While it is developmentally appropriate for kids (especially younger ones) to be self-centered, it’s never too early to start teaching your children how to be grateful. There are many benefits to cultivating gratitude, including an increase in positive emotions, better recovery from stress, and healthier physical habits. Here are nine ways to teach your children gratitude.
Set an Example
One of the best ways to teach kids almost anything is to set an example by doing it yourself. Children learn by imitating the adults around them. When you show gratitude toward others in your life (including your kids!) on a regular basis, they can often intuitively integrate this practice into their own lives. And if you’re having trouble getting in touch with your own sense of gratitude, make sure you’re the best parent you can be by scheduling personal time, finding ways to have fun, and spending intentional quality time with your kids.
Learn About the Miracles of Nature
Few things strike wonder into the heart of a child as much as the miraculous world around them. Take a nature walk and observe the symmetry in leaves, touch trees, cross rivers, breathe fresh air, and talk about how amazing it all is. If you can’t get out in nature, gather the family and watch a nature documentary together.
Even if you can take them for a weekend hike, documentaries and TV shows are a wonderful way to learn about other parts of the world and appreciate the vast diversity of nature. You’ll be delighted to hear their insights and the awe in their excited voices as they explore the world around them.
Give Them Less
Kids want things when they want them. But getting a lot of stuff runs counter to learning gratitude. The more you give them, the less special each gift becomes and the more there is to distract from what they have. When getting a new toy is a special experience, there’s more opportunity to be grateful for the gift.
Instead of buying something for your kid on the spot, ask them to think about why they want that toy over a few days and talk to you again when they know. Instead of automatically replacing something they’ve lost or broken, explain to them the value of taking care of their possessions. The practice of giving children fewer things also has the benefits of encouraging them to be creative in play, find satisfaction in other activities, and develop more appreciation for what they do have.

Point labeling examples:
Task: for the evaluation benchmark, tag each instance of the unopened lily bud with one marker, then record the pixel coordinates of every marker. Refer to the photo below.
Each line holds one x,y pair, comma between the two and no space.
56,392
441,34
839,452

> _Problem 1_:
Repeat the entire piece on teaching children gratitude word for word.
> _Problem 2_:
Write out every line of the listing again, its requests included, multiplying each coordinate in the answers by 0.85 and rounding to the nearest whole number, with halves rounded up.

> _Exercise output 1_:
While it is developmentally appropriate for kids (especially younger ones) to be self-centered, it’s never too early to start teaching your children how to be grateful. There are many benefits to cultivating gratitude, including an increase in positive emotions, better recovery from stress, and healthier physical habits. Here are nine ways to teach your children gratitude.
Set an Example
One of the best ways to teach kids almost anything is to set an example by doing it yourself. Children learn by imitating the adults around them. When you show gratitude toward others in your life (including your kids!) on a regular basis, they can often intuitively integrate this practice into their own lives. And if you’re having trouble getting in touch with your own sense of gratitude, make sure you’re the best parent you can be by scheduling personal time, finding ways to have fun, and spending intentional quality time with your kids.
Learn About the Miracles of Nature
Few things strike wonder into the heart of a child as much as the miraculous world around them. Take a nature walk and observe the symmetry in leaves, touch trees, cross rivers, breathe fresh air, and talk about how amazing it all is. If you can’t get out in nature, gather the family and watch a nature documentary together.
Even if you can take them for a weekend hike, documentaries and TV shows are a wonderful way to learn about other parts of the world and appreciate the vast diversity of nature. You’ll be delighted to hear their insights and the awe in their excited voices as they explore the world around them.
Give Them Less
Kids want things when they want them. But getting a lot of stuff runs counter to learning gratitude. The more you give them, the less special each gift becomes and the more there is to distract from what they have. When getting a new toy is a special experience, there’s more opportunity to be grateful for the gift.
Instead of buying something for your kid on the spot, ask them to think about why they want that toy over a few days and talk to you again when they know. Instead of automatically replacing something they’ve lost or broken, explain to them the value of taking care of their possessions. The practice of giving children fewer things also has the benefits of encouraging them to be creative in play, find satisfaction in other activities, and develop more appreciation for what they do have.

> _Exercise output 2_:
Task: for the evaluation benchmark, tag each instance of the unopened lily bud with one marker, then record the pixel coordinates of every marker. Refer to the photo below.
Each line holds one x,y pair, comma between the two and no space.
48,333
375,29
713,384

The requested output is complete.